Segment Open
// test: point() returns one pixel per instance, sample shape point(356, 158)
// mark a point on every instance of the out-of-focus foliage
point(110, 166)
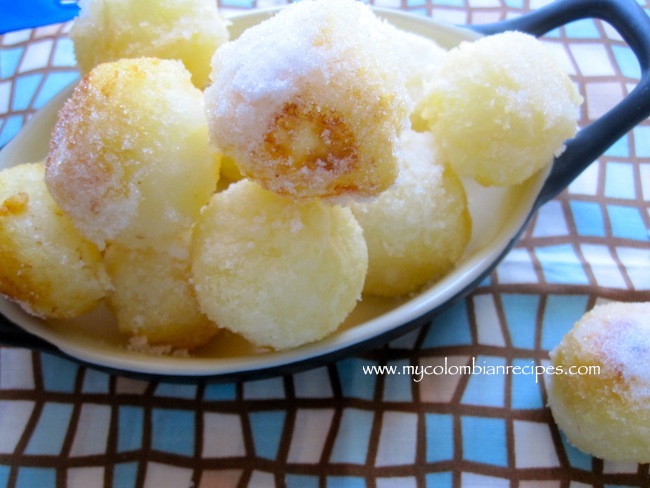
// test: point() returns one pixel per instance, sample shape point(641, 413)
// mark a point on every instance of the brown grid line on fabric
point(292, 405)
point(56, 36)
Segment Closed
After removing the pictures, repeat the remaining records exactly.

// test: point() returns one pixel per instance, sample shape point(356, 158)
// mark a point on every instance of the out-of-focus foliage
point(110, 166)
// test: point() returns one pixel per instance, sample shape point(641, 413)
// mark a point on every instance of the brown grid line on fabric
point(292, 405)
point(56, 36)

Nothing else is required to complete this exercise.